| TEXTE FOURNI |

Catégories
Carnets de route

Première neige !

Un court message pour vous partager notre émoi d’hier lorsque nous avons découvert que la pluie se transformait petit à petit en neige… de moins en moins fondante. Nous sommes partis de la pension Adela sous une belle tempête de neige. La première de l’année, au moins un mois en avance. Consternation dans toute la région. Les routes ont été bloquées, fermées, congestionnées. Bref, c’était comme le première neige à Paris; tous les médias diffusaient les images en boucle. Neige à Brasov, mais vent violent sur la côte et dans le sud du pays. Des inondations (encore), des arbres tombés, les ports fermés… Mais avant de savoir tout ça nous avons naïvement pris la route en espérant rallier Brasov pour prendre le train de 17h. Il ne nous a pas fallu beaucoup de temps pour nous rendre compte que c’était mission impossible. Heureusement, nous avons pu jeter les sacoches et les vélos dans le compartiment bagages du train régional. Le trajet durait 20 min. Assez pour contempler les paysages enneigés.

A Brasov, pour passer les quelques heures avant notre départ, nous nous sommes réfugiés dans une pizzeria pour prendre un café. Le propriétaire, ébahi de nous voir arriver sous la neige, dans le froid, est sorti nous accueillir. Il nous a ensuite raconter que lorsqu’il a entendu Elouan appeler du chariot, n’en croyant pas ses oreilles, il a cru que c’était une sonnerie de téléphone. Il semble que notre situation l’ai particulièrement touchée car après nous avoir offert de la soupe chaude et du pain à volonté, il nous a proposé de nous loger dans une chambre vide de son appartement en attendant que la météo s’améliore. Ce que nous avons fait avec plaisir, courant à la gare pour échanger nos billets de train.

Bien que nous soyons confortablement installés, trop sans doute, nous allons partir aujourd’hui. Ils annoncent -7 degrés ici demain. Encore un peu venteux sur la côte mais 10 degrés plus chaud. Ils seront les bienvenus!

 


 

Catégories
Carnets de route

Balade automnale

Après avoir passé deux jours à Alba Iulia aux abords de la gare à chercher une solution pour nous déplacer au sud du pays, nous avons constaté que cela était bien compliqué. Pour prendre le bus, nous devons démonter et emballer nos vélos. Quant aux trains, ils nous offrent deux minutes d’arrêt pour monter notre chargement. Bref, c’est un peu mission impossible. Installés au chaud dans une petite cantine, nous avons pris la décision de continuer plus à l’est, au pied des montagnes, en espérant que le temps s’améliore et nous permette de les traverser du côté de Brasov.

| ENTRÉES À TRAITER |
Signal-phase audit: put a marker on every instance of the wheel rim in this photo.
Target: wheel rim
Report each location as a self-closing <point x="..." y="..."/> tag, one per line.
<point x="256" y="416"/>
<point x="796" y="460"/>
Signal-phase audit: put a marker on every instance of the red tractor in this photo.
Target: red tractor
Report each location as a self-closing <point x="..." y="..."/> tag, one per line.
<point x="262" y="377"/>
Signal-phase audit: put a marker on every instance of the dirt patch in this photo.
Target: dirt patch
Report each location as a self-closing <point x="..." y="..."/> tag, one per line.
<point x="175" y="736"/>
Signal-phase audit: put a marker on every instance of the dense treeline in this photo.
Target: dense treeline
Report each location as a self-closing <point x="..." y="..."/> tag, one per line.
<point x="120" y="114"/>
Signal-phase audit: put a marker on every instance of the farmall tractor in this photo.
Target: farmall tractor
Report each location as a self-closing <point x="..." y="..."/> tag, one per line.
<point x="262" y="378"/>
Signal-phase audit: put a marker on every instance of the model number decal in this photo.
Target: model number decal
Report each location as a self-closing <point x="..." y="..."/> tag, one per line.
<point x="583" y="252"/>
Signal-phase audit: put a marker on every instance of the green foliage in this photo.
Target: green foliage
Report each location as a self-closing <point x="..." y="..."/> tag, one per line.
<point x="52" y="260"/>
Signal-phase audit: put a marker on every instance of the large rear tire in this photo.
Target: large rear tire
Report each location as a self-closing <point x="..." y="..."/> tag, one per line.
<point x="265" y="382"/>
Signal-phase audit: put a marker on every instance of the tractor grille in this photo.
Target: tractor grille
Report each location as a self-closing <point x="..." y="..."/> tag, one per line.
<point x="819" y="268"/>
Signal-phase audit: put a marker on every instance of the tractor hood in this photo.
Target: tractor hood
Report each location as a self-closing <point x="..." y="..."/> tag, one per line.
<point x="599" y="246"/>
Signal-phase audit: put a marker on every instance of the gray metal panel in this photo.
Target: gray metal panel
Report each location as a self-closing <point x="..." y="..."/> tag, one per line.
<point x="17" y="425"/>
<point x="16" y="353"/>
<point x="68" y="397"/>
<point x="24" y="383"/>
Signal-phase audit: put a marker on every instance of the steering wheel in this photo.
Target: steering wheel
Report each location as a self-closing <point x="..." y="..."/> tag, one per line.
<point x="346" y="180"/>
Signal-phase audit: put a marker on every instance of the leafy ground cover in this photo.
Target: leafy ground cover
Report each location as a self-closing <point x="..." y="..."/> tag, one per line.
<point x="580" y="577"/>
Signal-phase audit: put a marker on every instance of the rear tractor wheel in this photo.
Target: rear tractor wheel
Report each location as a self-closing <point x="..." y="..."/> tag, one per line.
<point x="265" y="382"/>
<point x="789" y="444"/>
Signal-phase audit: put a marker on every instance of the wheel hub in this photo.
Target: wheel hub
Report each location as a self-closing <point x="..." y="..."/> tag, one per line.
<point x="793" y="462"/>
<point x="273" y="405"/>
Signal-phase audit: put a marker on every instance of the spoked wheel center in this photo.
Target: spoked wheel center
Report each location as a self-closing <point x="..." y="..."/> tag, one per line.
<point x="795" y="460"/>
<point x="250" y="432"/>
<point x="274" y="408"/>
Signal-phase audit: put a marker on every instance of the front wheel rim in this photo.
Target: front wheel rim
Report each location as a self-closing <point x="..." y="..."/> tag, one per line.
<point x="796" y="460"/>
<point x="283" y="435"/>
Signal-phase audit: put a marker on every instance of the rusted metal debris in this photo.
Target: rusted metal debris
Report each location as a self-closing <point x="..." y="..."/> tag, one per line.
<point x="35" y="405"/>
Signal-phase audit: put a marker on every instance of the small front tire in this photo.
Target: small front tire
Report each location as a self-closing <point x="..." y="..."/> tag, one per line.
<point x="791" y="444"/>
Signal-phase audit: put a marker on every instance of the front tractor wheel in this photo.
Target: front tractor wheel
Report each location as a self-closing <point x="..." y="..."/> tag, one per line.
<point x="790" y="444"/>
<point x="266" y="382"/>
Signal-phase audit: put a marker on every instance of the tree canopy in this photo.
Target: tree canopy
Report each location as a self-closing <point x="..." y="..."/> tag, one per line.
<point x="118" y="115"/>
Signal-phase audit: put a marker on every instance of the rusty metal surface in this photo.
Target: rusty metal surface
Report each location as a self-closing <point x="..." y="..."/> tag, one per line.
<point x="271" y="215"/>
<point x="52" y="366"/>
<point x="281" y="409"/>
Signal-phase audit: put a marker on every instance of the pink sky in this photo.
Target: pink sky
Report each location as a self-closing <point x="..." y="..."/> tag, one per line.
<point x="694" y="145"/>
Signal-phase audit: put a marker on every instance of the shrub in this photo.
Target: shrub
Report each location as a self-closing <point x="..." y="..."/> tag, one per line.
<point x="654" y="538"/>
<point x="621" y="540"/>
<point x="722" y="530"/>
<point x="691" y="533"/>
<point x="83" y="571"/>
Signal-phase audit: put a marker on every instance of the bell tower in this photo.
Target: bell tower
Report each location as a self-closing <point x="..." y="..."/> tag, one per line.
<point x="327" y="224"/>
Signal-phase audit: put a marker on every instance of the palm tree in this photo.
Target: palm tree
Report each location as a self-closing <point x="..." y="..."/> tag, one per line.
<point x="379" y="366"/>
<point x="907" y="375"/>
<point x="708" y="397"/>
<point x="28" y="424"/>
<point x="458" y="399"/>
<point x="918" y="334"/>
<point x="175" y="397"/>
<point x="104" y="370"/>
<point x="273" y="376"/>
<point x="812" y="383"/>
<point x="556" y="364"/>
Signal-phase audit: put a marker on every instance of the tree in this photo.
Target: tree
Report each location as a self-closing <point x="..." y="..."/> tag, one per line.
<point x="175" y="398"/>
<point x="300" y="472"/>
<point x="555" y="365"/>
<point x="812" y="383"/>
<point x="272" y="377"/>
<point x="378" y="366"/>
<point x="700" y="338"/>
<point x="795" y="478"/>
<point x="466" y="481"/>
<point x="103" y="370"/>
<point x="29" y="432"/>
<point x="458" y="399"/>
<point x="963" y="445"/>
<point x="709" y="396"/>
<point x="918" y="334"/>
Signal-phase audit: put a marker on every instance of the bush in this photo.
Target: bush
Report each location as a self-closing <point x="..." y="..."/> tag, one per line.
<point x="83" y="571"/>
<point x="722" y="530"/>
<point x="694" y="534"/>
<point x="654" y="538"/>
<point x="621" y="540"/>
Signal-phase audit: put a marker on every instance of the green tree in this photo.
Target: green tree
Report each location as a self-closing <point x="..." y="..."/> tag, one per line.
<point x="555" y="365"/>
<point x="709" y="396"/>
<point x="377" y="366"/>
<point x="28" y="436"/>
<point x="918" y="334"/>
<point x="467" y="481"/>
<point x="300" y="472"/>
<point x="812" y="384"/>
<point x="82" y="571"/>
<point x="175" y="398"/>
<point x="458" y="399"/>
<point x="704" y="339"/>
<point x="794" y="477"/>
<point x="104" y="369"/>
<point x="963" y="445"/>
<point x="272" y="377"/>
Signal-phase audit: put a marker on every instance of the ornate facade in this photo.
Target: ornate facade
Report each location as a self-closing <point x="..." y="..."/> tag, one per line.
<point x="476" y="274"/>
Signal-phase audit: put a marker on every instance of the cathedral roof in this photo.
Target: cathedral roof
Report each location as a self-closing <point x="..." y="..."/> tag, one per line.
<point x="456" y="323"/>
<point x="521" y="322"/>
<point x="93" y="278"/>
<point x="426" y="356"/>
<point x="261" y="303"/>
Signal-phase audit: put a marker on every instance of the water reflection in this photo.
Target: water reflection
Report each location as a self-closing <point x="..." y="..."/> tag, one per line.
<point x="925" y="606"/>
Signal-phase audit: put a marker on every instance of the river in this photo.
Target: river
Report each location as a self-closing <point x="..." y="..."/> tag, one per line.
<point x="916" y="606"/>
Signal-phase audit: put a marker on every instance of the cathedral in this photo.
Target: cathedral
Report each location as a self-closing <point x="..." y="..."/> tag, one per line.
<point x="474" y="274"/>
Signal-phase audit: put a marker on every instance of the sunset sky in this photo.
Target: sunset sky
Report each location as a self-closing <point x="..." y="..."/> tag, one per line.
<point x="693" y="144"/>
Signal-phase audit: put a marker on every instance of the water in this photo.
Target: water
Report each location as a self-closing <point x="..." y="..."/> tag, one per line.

| CONSIGNE 1 |
Recopiez telles quelles les entrées, de la ligne qui contient « roof in this photo. » jusqu'à la dernière entrée, les deux comprises.
| CONSIGNE 2 |
Reprenez le récit de voyage à vélo là où il s'arrête, en écrivant la suite.

| RÉSULTAT 1 |
Signal-phase audit: put a marker on every instance of the cathedral roof in this photo.
Target: cathedral roof
Report each location as a self-closing <point x="..." y="..."/> tag, one per line.
<point x="456" y="323"/>
<point x="521" y="322"/>
<point x="93" y="278"/>
<point x="426" y="356"/>
<point x="261" y="303"/>
Signal-phase audit: put a marker on every instance of the water reflection in this photo.
Target: water reflection
Report each location as a self-closing <point x="..." y="..."/> tag, one per line.
<point x="925" y="606"/>
Signal-phase audit: put a marker on every instance of the river in this photo.
Target: river
Report each location as a self-closing <point x="..." y="..."/> tag, one per line.
<point x="916" y="606"/>
Signal-phase audit: put a marker on every instance of the cathedral in this photo.
Target: cathedral
Report each location as a self-closing <point x="..." y="..."/> tag, one per line.
<point x="474" y="274"/>
Signal-phase audit: put a marker on every instance of the sunset sky in this photo.
Target: sunset sky
Report each location as a self-closing <point x="..." y="..."/> tag, one per line.
<point x="693" y="144"/>
Signal-phase audit: put a marker on every instance of the water in this photo.
Target: water
Report each location as a self-closing <point x="..." y="..."/> tag, one per line.

| RÉSULTAT 2 |
Bien évidemment, dès que nous reprîmes la route, le ciel s’est mis à faire des siennes. Pendant 3 jours, nous avons eu droit à un bon vent de face et des températures rappelant plutôt les vacances de la Toussaint. Ce n’est pas toujours commode mais cela nous attire l’empathie dans beaucoup d’endroits que nous traversons.

A Pianu de Jos, alors que nous demandions notre chemin, et que deux villageois se querellaient pour savoir quel était le meilleur itinéraire à suivre, une dame nous a proposé de venir chez elle pour nous requinquer un peu. Il n’était que 10h30 mais nous y sommes allés de bon cœur.

Devant la porte de sa maison, une pierre tombale. Celle de son fils de 4 ans, heurté par une voiture il y a 14 ans. Cette dame a tout de suite pris les enfants d’affection. Elle s’est mise à rigoler en regardant les deux dents de Yanaël sachant qu’elle n’en avait pas beaucoup plus. Mère de 9 enfants, ces 7 plus grands vivent et travaillent en Espagne. Le dernier a 16 ans et pratique son espagnol ppour rejoindre la fratrie. Comme souvent, la table est venue se garnir de produits de la maison, les légumes du jardin, le fromage, la confiture, le gras de cochon (que nous avons encore du mal à apprécier au petit déjeuner) et le pain confectionnés sur place. Sandrine me raconta plus tard qu’elle lui a demandé si elle avait allaité ses enfants. Elle répondit par l’affirmative, presque deux ans chacun, et pour pièce à conviction, souleva son t-shirt pour montrer sa généreuse poitrine en remerciant Dieu. Bien évidemment, elle ne portait pas de soutien-gorge. Sandrine un peu gênée, n’a pas fait la même chose se demandant si c’était une tradition.

Nous sommes repartis de là émus. Elle s’est mise à pleurer avant que nous partions en nous disant de faire attention aux enfants.Touchés par cette histoire, nous y avons pensé toute la journée. C’est certainement pour ça que nous avons craqué vingt kilomètres plus loin quand nous vîmes un petit chiot tout penaud sur le bord de la route. Nous avons découvert qu’il vivait dans le caniveau à côté du cadavre de son frère. Encore une histoire macabre. Nous avons supposé qu’ils avaient dû se faire abandonner par leur mère et Sandrine s’est mise en tête de sauver le petit animal. Elle a aménagé un petit espace dans sa sacoche guidon et nous sommes partis à l’épicerie pour acheter du lait avec ce nouveau compagnon.

Malheureusement, le petit chien était bien mal en point et il n’a pas survécu. Malgré nos tentatives de soin, il a succombé au bout de deux jours. Nous étions tristes mais à la fois soulagés, un chien dans l’histoire ne nous aurait pas facilité la tâche. Ainsi dimanche, à l’heure de la messe, nous avons pris le temps d’aménager une petite tombe sur le bord de la route avant de continuer notre chemin vers Sibiu.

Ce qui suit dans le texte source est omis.